Task goal>
Recast the lines from the one containing "green shrub, each" through the last line of the items as a numbered list, dropping any blank lines.

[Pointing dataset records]
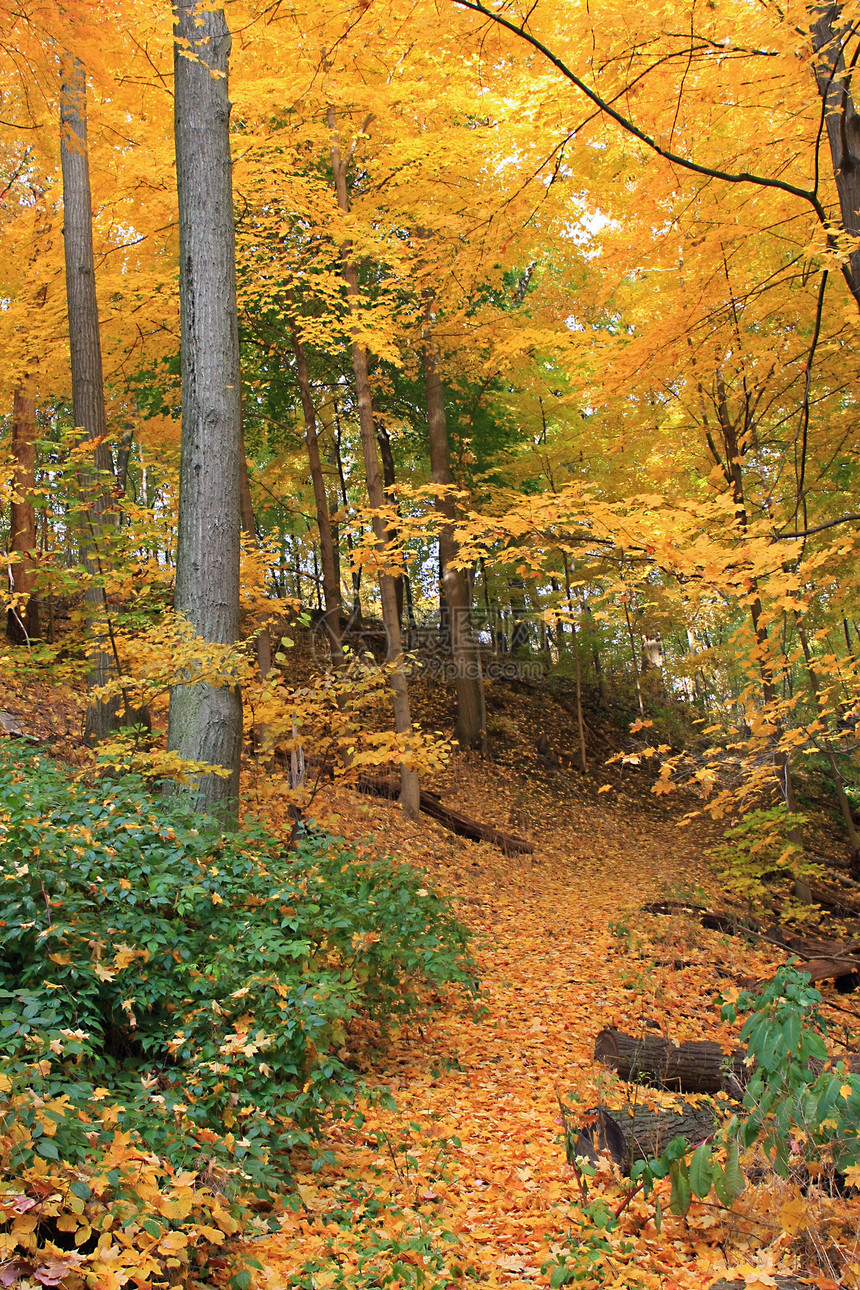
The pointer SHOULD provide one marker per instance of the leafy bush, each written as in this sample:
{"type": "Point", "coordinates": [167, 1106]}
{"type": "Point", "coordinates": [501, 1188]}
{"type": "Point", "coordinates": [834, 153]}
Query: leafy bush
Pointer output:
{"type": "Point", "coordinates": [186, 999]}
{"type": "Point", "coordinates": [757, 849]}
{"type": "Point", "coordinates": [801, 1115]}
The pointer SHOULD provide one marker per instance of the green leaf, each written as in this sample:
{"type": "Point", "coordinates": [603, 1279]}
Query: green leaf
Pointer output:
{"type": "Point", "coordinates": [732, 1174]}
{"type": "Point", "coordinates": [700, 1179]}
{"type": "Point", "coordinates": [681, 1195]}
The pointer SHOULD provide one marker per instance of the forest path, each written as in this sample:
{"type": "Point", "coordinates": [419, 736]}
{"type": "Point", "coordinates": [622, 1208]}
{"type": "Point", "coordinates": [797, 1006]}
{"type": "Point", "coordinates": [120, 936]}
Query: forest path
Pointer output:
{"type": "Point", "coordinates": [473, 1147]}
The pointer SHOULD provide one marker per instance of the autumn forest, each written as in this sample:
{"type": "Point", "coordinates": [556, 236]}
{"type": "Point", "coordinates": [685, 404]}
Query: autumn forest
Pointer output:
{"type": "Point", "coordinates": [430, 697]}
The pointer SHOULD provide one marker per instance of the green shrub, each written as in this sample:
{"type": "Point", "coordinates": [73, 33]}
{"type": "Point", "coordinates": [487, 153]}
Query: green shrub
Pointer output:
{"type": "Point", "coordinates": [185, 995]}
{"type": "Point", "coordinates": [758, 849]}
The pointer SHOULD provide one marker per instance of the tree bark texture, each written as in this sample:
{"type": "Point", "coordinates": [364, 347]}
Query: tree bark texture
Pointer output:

Output>
1. The pointer SHOULD provide one marker per instance of the green shrub, each written as in this sample:
2. {"type": "Point", "coordinates": [73, 33]}
3. {"type": "Point", "coordinates": [487, 153]}
4. Query: green shrub
5. Pointer output:
6. {"type": "Point", "coordinates": [185, 995]}
7. {"type": "Point", "coordinates": [758, 849]}
8. The pointer SHOULD provide one marker per instance of the tree bark texture, each written as in this sample:
9. {"type": "Point", "coordinates": [364, 347]}
10. Query: tree bark texture
11. Pointer output:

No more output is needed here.